» **Task prompt**:
Transcribe the records exactly from the line with "of the wood" to the end, both included.

==== Information given

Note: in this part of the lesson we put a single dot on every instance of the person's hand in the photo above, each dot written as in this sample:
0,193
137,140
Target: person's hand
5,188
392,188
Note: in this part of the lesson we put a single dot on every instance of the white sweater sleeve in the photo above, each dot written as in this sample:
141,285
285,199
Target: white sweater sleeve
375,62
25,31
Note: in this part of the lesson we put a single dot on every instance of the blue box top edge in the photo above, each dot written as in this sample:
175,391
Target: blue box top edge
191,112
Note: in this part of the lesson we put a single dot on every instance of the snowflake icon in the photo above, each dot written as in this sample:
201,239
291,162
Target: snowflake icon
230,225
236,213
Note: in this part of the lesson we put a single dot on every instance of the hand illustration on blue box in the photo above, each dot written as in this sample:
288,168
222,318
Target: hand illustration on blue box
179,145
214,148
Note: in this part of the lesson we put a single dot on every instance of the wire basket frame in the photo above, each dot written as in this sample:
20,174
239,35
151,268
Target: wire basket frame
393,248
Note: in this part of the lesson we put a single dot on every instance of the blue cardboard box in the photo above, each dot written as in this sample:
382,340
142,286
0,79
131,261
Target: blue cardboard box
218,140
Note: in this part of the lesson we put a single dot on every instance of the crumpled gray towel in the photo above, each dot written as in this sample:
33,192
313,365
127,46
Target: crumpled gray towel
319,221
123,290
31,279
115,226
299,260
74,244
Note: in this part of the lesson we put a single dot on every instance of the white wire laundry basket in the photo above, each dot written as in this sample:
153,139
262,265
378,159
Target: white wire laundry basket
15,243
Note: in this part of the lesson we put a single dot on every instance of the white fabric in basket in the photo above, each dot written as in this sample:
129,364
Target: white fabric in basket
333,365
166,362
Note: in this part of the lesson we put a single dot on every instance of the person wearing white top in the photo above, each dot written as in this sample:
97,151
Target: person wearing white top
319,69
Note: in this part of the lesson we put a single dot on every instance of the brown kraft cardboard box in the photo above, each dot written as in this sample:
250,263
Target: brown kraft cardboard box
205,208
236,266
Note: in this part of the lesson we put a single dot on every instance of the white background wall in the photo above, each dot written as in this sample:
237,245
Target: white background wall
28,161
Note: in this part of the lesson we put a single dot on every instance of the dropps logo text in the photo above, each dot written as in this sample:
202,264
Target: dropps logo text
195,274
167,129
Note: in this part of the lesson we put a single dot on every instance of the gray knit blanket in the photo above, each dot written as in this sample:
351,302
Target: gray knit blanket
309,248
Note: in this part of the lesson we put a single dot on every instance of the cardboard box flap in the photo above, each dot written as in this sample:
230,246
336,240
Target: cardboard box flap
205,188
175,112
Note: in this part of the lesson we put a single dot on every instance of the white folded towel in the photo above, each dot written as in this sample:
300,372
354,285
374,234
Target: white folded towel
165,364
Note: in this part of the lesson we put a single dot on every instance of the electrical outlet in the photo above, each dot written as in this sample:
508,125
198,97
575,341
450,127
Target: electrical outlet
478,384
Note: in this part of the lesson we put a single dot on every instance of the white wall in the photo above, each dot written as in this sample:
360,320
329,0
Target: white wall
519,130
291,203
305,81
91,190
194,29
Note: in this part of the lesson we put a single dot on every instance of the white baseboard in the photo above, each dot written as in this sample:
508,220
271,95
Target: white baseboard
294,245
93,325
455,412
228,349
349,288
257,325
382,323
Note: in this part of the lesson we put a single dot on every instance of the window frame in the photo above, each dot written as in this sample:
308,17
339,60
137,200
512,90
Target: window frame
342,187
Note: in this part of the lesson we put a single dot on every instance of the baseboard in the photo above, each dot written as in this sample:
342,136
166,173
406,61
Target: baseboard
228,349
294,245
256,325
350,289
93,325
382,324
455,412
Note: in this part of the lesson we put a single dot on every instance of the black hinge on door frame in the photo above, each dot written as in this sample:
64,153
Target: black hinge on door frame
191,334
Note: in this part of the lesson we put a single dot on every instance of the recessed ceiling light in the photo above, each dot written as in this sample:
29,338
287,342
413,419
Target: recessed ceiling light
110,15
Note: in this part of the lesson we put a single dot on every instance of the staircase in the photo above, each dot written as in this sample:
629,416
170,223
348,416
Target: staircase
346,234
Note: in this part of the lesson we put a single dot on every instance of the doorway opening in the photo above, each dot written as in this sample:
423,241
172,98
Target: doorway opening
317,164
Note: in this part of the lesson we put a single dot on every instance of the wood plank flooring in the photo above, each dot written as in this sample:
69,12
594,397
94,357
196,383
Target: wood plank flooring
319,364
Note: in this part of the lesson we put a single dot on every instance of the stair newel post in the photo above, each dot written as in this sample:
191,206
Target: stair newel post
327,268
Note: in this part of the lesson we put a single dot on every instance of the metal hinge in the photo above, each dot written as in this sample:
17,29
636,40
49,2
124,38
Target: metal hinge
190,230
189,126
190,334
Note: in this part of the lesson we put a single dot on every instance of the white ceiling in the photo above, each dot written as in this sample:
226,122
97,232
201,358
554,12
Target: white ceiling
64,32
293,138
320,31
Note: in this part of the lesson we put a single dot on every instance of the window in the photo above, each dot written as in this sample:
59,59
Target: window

========

» **Exercise answer**:
Note: in this part of the lesson we put a single dot on every instance of the wood plank flooring in the photo above, each dot written as in this sample:
69,12
594,397
94,357
196,383
Target: wood plank flooring
319,364
Note: in this part of the lesson we put a single dot on every instance of the stair newel post in the photo above, each dot written as in this sample:
191,206
Target: stair newel post
327,268
Note: in this part of the lesson we put a single dot on every instance of the metal hinge in the photo above, each dot written as in this sample:
17,29
636,40
49,2
124,38
Target: metal hinge
190,230
189,126
190,334
Note: in this part of the lesson we put a single dot on every instance of the white ceiling in the photo above, each dot written as in this sample:
226,122
97,232
201,358
554,12
Target: white ceiling
64,32
293,138
320,31
Note: in this part of the lesson we put a single dot on every instance of the window in the photo above, each dot written as in this sample:
59,59
Target: window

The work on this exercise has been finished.